- Exercise details
Write out every entry once more, character for character.

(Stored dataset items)
*** Begin section ***

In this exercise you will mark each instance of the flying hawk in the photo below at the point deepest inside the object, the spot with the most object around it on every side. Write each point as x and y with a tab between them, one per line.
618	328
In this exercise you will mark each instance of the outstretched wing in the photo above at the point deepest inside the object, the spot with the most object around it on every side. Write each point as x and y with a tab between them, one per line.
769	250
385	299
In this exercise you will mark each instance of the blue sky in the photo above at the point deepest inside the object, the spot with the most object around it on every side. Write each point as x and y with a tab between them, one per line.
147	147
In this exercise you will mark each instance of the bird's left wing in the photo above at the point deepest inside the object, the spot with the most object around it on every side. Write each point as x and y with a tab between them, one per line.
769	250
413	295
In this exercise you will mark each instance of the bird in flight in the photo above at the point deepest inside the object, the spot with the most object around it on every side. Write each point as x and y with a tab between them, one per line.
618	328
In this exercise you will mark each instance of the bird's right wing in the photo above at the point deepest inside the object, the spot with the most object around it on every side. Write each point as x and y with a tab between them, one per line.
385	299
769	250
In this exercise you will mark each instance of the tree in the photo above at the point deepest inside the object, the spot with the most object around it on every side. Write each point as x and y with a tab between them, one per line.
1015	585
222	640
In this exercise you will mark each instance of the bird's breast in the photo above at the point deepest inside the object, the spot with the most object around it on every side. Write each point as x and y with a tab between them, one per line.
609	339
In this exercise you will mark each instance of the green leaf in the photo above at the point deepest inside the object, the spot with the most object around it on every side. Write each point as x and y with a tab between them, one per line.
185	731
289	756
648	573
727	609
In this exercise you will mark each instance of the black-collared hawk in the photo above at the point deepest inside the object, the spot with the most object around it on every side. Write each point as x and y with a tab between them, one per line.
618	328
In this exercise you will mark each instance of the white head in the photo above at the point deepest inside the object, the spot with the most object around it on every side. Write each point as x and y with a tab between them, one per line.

*** End section ***

- Task response
In this exercise you will mark each instance of the flying hawk in the photo below at the point deepest inside the object, the spot with the most object around it on every side. Write each point as x and y with a tab between them, one per line.
618	328
In this exercise you will mark each instance of the outstretched wing in the photo above at the point deepest inside the object, the spot with the most object around it on every side. Write each point as x and y with a tab between them, one per line.
769	250
385	299
In this exercise you will mark each instance of the blue sky in the photo above at the point deepest inside the object, the spot with the most object around it on every side. Write each point as x and y with a tab between them, one per line.
147	147
In this exercise you will mark each instance of the bird's left wing in the photo above at the point deepest inside the object, the spot with the most object around it on every side. Write each point as x and y with a tab between them, one per line.
769	250
413	295
In this exercise you will mark each instance of the bird in flight in the photo above at the point deepest inside the object, the spot with the most object around it on every side. Write each point as x and y with a tab between them, one per line.
618	328
In this exercise you will mark each instance of the bird's right wing in the photo above at the point deepest inside the object, the spot with the most object around it on every side. Write each point as x and y with a tab between them, one per line.
385	299
769	250
In this exercise you will mark each instance of the tree in the photo above at the point deepest inside the object, the spot with the most object around it on every side. Write each point as x and y with a tab between them, one per line.
1015	585
222	640
In this exercise you will mark each instance of the bird's breast in the photo above at the point deepest inside the object, the spot with the most object around it on every side. Write each point as x and y with a tab between them, one per line.
609	339
In this exercise you will mark each instance of the green leaf in the photo above at the point deepest inside the object, the spot with the most object around it on every side. Write each point as x and y with a tab between them, one per line.
185	731
289	756
648	573
727	609
In this exercise you will mark each instance of the black-collared hawk in the photo above at the point deepest inside the object, the spot with the most object around it on every side. Write each point as x and y with a tab between them, one per line.
618	328
In this exercise you will mark each instance of the white head in the photo above at the point deepest inside the object, the spot with the most object around it on every side. Write each point as x and y with a tab between them, one per line.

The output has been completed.